### Source text
----------------------------------------

What token-efficiency technique would you use to provide context about a 200-line utility module that exports 3 functions, when the AI only needs to call those functions?

Show Answer

Use interface-first context: provide only the function signatures with type hints and docstrings, rather than the full 200-line implementation. For example, instead of including the entire file (~600 tokens), provide just the signatures and docstrings (~50-80 tokens). This gives the AI everything it needs to call the functions correctly (parameter names, types, return types, expected behavior) without wasting tokens on implementation details.

Question 22

In a monorepo with shared-models, service-a, and service-b, you add a new field to a shared model. What is the correct order of operations?

Show Answer

(1) Modify the shared model in `shared-models` first. (2) Update `service-a` to handle the new field, providing the updated model as context. (3) Update `service-b` to handle the new field, providing the updated model as context. (4) Update tests in all three packages. The key principle is to modify shared/upstream packages first, then update downstream dependents, because each downstream session needs the updated upstream interfaces as context.

Question 23

A colleague includes all 25 project files (totaling 8,000 tokens) in every AI prompt "to be safe." What problems might this cause?

Show Answer

Problems: (1) Wasted context window space that could be used for better instructions or more focused context. (2) The AI may get confused by irrelevant details, reducing output quality. (3) Slower response generation due to processing more input. (4) Higher API costs since pricing is based on token count. (5) The AI may pattern-match against irrelevant files, introducing unwanted patterns. (6) For larger projects, this approach simply does not scale. The better approach is selective context: include only the files directly relevant to the current task.

Question 24

How does the concept of "parallel workstreams" apply to multi-file AI coding, and what determines whether workstreams can be parallelized?

----------------------------------------

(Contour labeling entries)
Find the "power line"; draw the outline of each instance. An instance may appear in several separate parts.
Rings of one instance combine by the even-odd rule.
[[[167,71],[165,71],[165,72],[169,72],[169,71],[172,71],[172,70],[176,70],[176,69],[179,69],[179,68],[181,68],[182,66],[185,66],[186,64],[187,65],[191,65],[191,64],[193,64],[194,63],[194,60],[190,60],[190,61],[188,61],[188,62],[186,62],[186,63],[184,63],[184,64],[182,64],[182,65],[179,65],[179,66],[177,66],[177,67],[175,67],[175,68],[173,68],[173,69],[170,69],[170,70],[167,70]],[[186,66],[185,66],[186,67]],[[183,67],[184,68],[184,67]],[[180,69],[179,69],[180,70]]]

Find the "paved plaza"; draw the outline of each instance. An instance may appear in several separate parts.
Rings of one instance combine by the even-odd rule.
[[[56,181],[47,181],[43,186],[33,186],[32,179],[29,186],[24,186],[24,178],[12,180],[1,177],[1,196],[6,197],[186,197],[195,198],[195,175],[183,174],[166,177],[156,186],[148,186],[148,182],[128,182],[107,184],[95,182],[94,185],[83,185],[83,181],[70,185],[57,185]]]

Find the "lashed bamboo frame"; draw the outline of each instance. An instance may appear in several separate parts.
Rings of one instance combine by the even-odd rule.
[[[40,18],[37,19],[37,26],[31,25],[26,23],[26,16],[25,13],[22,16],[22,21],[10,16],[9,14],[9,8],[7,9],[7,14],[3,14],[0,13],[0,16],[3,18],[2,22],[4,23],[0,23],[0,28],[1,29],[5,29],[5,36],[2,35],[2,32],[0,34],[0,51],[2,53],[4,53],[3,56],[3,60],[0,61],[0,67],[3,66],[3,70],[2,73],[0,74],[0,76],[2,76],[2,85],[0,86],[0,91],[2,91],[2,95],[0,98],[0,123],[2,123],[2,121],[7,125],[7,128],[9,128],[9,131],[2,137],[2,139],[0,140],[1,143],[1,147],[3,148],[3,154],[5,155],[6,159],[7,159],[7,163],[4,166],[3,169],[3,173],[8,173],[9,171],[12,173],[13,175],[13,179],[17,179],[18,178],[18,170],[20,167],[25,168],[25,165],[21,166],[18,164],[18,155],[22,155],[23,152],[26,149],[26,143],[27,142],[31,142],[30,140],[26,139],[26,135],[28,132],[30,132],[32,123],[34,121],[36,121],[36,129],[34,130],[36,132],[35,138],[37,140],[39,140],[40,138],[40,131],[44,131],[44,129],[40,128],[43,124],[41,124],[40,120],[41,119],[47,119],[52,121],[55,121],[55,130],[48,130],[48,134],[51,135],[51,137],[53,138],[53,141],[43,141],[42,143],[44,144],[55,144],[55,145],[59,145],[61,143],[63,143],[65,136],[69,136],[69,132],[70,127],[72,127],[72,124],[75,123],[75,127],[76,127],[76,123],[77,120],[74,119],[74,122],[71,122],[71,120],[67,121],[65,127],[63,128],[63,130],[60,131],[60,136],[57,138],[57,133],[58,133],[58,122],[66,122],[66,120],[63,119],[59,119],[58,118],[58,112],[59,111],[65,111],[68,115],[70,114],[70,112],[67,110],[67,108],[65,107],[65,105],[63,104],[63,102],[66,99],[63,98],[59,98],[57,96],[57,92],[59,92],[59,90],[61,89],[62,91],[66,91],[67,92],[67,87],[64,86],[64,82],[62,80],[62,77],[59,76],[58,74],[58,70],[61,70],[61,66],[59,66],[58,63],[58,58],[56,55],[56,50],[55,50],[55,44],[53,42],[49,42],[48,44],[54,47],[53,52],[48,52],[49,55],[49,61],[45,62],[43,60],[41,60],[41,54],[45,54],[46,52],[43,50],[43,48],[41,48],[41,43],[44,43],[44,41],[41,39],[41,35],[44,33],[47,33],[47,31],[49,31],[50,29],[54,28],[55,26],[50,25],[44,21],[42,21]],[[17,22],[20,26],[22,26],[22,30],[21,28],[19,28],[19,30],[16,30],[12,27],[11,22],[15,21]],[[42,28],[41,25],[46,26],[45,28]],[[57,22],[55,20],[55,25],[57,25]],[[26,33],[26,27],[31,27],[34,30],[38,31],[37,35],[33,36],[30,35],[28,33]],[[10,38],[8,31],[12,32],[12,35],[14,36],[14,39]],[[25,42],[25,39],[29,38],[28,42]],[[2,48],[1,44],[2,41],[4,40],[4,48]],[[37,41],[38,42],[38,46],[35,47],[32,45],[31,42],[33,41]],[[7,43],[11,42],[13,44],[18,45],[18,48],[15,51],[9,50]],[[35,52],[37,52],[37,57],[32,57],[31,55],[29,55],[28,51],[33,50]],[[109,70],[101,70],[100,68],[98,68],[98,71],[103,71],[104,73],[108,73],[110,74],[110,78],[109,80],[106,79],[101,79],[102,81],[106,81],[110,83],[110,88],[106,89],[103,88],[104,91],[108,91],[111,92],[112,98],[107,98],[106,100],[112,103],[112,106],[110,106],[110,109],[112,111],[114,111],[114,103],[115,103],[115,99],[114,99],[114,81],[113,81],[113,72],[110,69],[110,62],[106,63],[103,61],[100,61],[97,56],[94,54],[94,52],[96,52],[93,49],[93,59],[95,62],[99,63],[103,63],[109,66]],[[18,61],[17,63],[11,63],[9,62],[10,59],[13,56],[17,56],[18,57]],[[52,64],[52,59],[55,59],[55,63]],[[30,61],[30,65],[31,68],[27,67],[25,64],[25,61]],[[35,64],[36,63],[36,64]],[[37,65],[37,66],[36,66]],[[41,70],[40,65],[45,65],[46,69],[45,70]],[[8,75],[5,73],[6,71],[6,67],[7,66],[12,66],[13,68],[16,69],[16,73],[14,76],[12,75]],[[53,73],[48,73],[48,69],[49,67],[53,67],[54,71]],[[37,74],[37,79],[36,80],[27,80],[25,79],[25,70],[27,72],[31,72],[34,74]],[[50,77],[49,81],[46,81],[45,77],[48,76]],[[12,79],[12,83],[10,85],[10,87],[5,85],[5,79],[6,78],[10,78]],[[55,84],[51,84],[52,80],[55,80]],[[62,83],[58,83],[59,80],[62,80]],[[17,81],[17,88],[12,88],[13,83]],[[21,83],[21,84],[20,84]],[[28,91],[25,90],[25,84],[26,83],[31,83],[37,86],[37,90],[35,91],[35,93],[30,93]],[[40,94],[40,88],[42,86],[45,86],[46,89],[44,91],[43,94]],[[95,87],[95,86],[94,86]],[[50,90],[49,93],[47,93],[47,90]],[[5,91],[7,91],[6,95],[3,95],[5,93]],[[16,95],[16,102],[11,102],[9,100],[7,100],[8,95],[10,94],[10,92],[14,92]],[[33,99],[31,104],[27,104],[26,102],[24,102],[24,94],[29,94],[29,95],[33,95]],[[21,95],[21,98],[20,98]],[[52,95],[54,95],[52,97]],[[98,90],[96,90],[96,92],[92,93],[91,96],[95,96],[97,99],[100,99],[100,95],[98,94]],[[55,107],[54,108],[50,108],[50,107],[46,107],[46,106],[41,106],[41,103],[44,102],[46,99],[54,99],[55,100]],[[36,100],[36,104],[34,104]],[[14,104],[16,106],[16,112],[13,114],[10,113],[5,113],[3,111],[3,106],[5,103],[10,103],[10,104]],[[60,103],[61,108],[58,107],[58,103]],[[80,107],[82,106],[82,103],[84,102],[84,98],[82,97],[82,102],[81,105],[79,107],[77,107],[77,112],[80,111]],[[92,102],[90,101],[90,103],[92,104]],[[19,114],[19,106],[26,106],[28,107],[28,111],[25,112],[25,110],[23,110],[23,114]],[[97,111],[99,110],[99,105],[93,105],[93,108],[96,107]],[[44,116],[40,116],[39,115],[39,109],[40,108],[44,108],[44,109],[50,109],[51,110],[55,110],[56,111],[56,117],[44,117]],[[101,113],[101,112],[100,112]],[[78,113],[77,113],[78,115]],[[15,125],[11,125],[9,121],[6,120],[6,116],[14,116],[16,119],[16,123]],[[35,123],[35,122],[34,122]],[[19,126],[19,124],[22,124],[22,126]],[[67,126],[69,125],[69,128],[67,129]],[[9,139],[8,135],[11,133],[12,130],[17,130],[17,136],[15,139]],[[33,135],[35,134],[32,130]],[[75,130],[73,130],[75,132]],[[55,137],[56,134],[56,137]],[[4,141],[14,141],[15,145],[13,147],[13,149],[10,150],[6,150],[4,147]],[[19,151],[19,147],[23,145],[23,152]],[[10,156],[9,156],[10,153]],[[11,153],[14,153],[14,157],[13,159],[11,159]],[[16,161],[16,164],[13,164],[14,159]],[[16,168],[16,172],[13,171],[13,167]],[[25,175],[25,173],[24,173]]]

----------------------------------------

Continue the quiz on giving context to AI coding tools, starting right after its last question.

### Task result
Show Answer

Parallel workstreams allow you to split a large multi-file change into independent AI sessions that can be executed simultaneously (or at least independently). Workstreams can be parallelized if they modify different files with no mutual dependencies. For example, updating model validations and updating API documentation could be parallel (they touch different files), but updating models and then updating services that depend on those models must be sequential. The dependency graph between the changes determines parallelization opportunities.

Question 25

Explain the "meta-prompting" approach mentioned in the Advanced callout, where AI generates context for other AI sessions.

Show Answer

Meta-prompting uses one AI session to analyze a codebase and produce a context document (repository map, module summaries, dependency analysis, conventions identification), which is then fed into a second AI session that performs the actual code generation. The first session specializes in understanding and summarizing, while the second specializes in generating. This is effective for large-scale changes because the first session can explore the codebase thoroughly without being burdened by the code generation task, and the second session receives a high-quality, pre-distilled context that fits within its window.